→ **Task**
Reproduce verbatim the final portion of the material below, from the line containing "Detect sandy bank." through its last line, and nothing else.

•••

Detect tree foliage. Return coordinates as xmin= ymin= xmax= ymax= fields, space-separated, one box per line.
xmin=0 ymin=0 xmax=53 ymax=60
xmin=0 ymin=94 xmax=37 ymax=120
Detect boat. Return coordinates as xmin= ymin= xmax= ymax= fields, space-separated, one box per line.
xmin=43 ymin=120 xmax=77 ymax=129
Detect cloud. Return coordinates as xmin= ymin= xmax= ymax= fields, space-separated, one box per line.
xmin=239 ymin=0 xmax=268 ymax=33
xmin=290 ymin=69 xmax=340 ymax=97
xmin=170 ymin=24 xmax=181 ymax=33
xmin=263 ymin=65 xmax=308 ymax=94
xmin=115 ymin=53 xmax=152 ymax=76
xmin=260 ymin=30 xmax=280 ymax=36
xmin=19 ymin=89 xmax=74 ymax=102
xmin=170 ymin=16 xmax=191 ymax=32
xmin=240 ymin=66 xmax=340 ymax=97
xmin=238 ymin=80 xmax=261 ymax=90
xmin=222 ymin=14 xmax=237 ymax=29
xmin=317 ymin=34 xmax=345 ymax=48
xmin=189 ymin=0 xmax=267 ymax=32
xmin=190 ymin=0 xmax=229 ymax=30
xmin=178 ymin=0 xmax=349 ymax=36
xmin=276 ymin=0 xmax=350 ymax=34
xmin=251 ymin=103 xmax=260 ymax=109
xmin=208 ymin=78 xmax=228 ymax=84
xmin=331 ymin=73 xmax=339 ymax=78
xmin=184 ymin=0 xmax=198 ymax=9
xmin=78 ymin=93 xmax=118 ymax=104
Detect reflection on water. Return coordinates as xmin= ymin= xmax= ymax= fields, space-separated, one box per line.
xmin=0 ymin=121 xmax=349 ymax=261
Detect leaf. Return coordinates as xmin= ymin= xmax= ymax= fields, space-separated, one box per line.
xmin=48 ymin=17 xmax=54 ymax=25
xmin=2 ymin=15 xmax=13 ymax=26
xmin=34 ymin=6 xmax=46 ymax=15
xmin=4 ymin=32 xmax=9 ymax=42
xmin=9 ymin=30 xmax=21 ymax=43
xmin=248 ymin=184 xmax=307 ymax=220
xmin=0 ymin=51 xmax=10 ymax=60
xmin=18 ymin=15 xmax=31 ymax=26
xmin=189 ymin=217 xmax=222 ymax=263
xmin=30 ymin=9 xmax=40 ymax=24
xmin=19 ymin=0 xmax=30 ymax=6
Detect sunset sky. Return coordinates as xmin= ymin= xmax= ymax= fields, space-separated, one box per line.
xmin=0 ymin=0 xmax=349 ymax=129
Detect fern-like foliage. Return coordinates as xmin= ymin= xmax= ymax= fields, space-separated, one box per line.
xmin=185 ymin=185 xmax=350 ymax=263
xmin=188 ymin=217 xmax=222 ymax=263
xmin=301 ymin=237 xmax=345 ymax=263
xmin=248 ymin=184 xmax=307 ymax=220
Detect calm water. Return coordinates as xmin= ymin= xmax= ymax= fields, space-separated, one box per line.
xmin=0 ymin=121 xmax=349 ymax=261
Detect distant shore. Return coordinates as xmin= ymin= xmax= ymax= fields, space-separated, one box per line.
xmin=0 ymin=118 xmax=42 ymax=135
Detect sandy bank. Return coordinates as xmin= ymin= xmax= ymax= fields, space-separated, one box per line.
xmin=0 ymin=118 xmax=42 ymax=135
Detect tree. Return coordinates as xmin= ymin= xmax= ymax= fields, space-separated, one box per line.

•••

→ **Response to the exercise**
Detect sandy bank. Return coordinates as xmin= ymin= xmax= ymax= fields, space-separated, one box per line.
xmin=0 ymin=118 xmax=42 ymax=135
Detect tree. Return coordinates as xmin= ymin= xmax= ymax= fields, space-separated, one box per line.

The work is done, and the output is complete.